WHAT NEEDS TO BE DONE:
Go through the data and copy every line exactly, but not the images.

## START

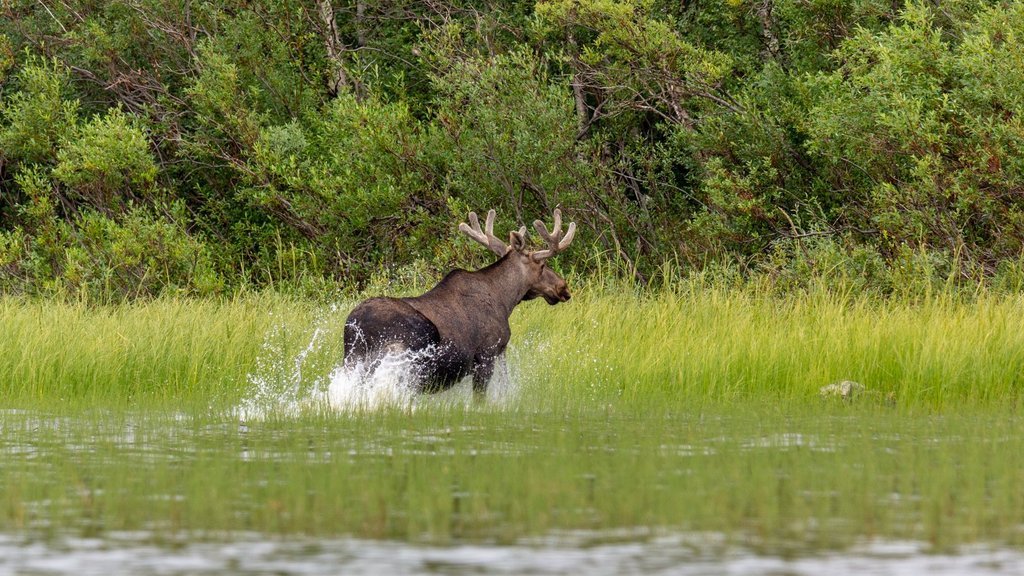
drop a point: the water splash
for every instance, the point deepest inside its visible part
(285, 382)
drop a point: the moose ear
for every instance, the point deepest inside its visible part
(517, 240)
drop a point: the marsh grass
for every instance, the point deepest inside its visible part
(689, 410)
(675, 350)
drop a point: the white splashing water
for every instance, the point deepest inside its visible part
(286, 383)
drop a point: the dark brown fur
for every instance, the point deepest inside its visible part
(462, 323)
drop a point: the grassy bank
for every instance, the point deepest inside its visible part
(673, 351)
(690, 410)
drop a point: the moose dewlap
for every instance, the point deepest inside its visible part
(461, 326)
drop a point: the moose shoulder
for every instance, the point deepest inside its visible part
(461, 326)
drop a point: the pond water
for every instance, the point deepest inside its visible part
(449, 489)
(131, 553)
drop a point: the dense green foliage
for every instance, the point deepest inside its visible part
(160, 146)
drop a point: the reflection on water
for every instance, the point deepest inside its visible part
(675, 554)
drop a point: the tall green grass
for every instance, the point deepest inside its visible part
(685, 348)
(675, 350)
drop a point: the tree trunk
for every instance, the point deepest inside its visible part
(338, 80)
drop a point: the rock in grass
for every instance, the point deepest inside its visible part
(845, 389)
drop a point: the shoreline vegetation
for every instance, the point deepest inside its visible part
(299, 145)
(674, 350)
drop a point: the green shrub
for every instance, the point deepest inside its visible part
(107, 162)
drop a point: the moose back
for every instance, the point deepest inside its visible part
(461, 326)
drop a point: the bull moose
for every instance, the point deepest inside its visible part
(461, 326)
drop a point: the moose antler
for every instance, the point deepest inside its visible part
(556, 240)
(486, 236)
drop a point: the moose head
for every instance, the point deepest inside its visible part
(461, 326)
(532, 266)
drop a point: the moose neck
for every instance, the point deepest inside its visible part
(506, 283)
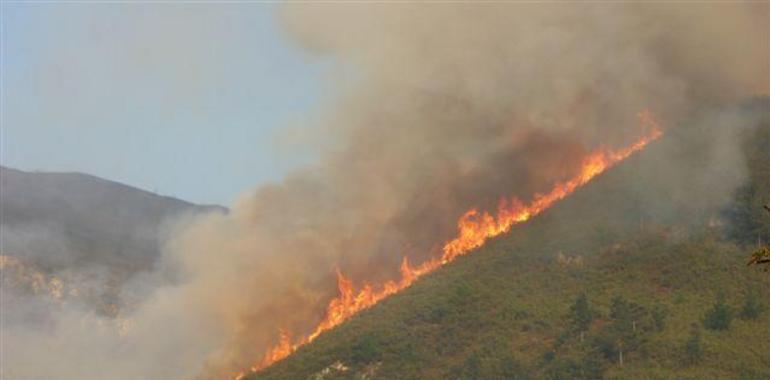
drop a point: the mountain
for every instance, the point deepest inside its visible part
(77, 227)
(640, 275)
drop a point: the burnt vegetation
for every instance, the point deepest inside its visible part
(601, 286)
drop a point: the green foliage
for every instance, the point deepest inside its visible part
(751, 308)
(624, 333)
(720, 316)
(367, 350)
(693, 348)
(761, 258)
(659, 315)
(499, 313)
(580, 314)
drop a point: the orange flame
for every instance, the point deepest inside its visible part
(474, 229)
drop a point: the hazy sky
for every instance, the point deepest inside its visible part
(182, 99)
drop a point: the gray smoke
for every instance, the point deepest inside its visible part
(437, 108)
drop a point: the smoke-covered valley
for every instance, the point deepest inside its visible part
(436, 109)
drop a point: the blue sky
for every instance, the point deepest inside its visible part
(188, 100)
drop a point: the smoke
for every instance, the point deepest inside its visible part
(438, 108)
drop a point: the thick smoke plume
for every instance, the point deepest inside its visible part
(441, 107)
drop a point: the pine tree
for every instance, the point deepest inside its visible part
(693, 347)
(580, 315)
(720, 316)
(659, 314)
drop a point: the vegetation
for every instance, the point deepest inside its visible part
(720, 316)
(653, 297)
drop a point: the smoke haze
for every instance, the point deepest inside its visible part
(437, 108)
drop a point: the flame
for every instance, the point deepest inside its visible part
(474, 229)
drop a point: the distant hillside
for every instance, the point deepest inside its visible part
(59, 219)
(71, 235)
(653, 251)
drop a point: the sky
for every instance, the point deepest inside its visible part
(196, 101)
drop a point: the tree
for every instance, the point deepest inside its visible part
(751, 307)
(693, 347)
(762, 256)
(659, 314)
(580, 315)
(720, 316)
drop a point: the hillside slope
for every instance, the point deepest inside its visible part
(63, 234)
(55, 219)
(651, 250)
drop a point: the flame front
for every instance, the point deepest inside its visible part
(474, 229)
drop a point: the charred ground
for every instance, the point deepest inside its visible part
(652, 256)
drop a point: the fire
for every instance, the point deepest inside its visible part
(474, 229)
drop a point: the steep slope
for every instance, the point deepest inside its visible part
(71, 231)
(55, 219)
(641, 239)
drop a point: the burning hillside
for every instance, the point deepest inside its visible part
(431, 113)
(473, 230)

## END

SOLUTION FOR THIS EXERCISE:
drop a point: the water splash
for every instance, the point deepest inside its visible part
(285, 382)
drop a point: the moose ear
for every instance, the point deepest inside its visible part
(517, 240)
drop a point: the marsh grass
for every instance, the point deepest inside its visible part
(689, 410)
(675, 350)
drop a point: the white splashing water
for every instance, the point deepest inside its visible part
(286, 383)
drop a point: the dark brown fur
for every instance, the point deepest inside its visible part
(462, 323)
drop a point: the grassy bank
for every instance, the point deepest inside its visible part
(673, 351)
(690, 410)
drop a point: the moose dewlap
for every instance, the point deepest inside its visible part
(461, 326)
drop a point: the moose shoulder
for every instance, the point deepest inside its visible part
(461, 326)
drop a point: the pond water
for every instance, the point deepest inside its visible part
(449, 489)
(131, 553)
drop a point: the dense green foliage
for every instance, the point deepest inside its visible part
(160, 146)
drop a point: the reflection on water
for every instance, the point deepest inside its visible part
(675, 554)
drop a point: the tall green grass
for every instance, the point deepest inside its visible part
(685, 348)
(675, 350)
drop a point: the tree trunk
for every instance, the point deepest inside its visible part
(338, 80)
drop a point: the rock in grass
for every instance, the point deepest inside its visible part
(845, 389)
drop a point: the shoreline vegetation
for every instance, the point deepest inside its visible part
(299, 145)
(674, 350)
drop a point: the green shrub
for every instance, the point deepest inside its visible part
(107, 162)
drop a point: the moose back
for every instance, the point deepest inside its visible part
(461, 326)
drop a point: the bull moose
for every instance, the point deepest inside its visible part
(461, 326)
drop a point: the moose antler
for every instance, the point deepest inside its visible part
(556, 240)
(486, 236)
drop a point: the moose head
for every instance, the point deepest inside its visible part
(461, 326)
(532, 266)
drop a point: the moose neck
for every instance, the point deepest inside its visible part
(506, 283)
drop a point: the mountain
for every instance, the point deepest inside its visible part
(77, 227)
(640, 275)
drop a point: the burnt vegetation
for every instance, the point deepest inside its visible part
(601, 286)
drop a point: the green foliage
for every instance, the point deepest inside its visible part
(751, 308)
(624, 333)
(720, 316)
(367, 350)
(693, 348)
(761, 258)
(659, 315)
(499, 313)
(580, 314)
drop a point: the orange flame
for every instance, the point deepest inside its visible part
(474, 229)
drop a point: the hazy sky
for every instance, the point deepest inside its visible part
(182, 99)
drop a point: the gray smoke
for every instance, the point deepest inside its visible part
(437, 108)
drop a point: the smoke-covered valley
for every instance, the point deepest inside its visible part
(436, 109)
drop a point: the blue sky
for every instance, the point deepest inside its visible part
(188, 100)
drop a point: the smoke
for every instance, the point deepest inside its visible part
(438, 108)
drop a point: the thick smoke plume
for every instance, the point deepest inside its visible part
(441, 107)
drop a point: the pine tree
for every instance, the point deepest inside its visible part
(693, 347)
(580, 315)
(720, 316)
(659, 314)
drop a point: the vegetation
for every instance, the point deepest inside its visible part
(720, 316)
(653, 297)
drop a point: the smoke haze
for every instance, the point deepest inside its visible part
(437, 108)
drop a point: the flame
for every instance, the point deepest inside its visible part
(474, 229)
drop a point: the distant hillside
for every instance, the point deepest inside its visible part
(59, 219)
(71, 235)
(653, 251)
drop a point: the sky
for every instance, the point deepest inside its visible part
(196, 101)
drop a point: the tree
for every instance, the point deepest inside its visible part
(751, 307)
(693, 347)
(762, 256)
(659, 314)
(580, 315)
(720, 316)
drop a point: the hillside slope
for every instance, the point deepest inside its visible part
(63, 234)
(55, 219)
(651, 250)
drop a point: the flame front
for every instance, the point deepest inside its visible part
(474, 229)
drop a point: the charred ground
for every instance, the point deepest inside its visible part
(652, 256)
drop a point: the fire
for every instance, the point deepest inside its visible part
(474, 229)
drop a point: the steep slope
for every instance, the point deepest inside its visible part
(71, 231)
(55, 219)
(641, 239)
drop a point: the burning hillside
for every instance, the point deepest inside its visible part
(431, 113)
(473, 230)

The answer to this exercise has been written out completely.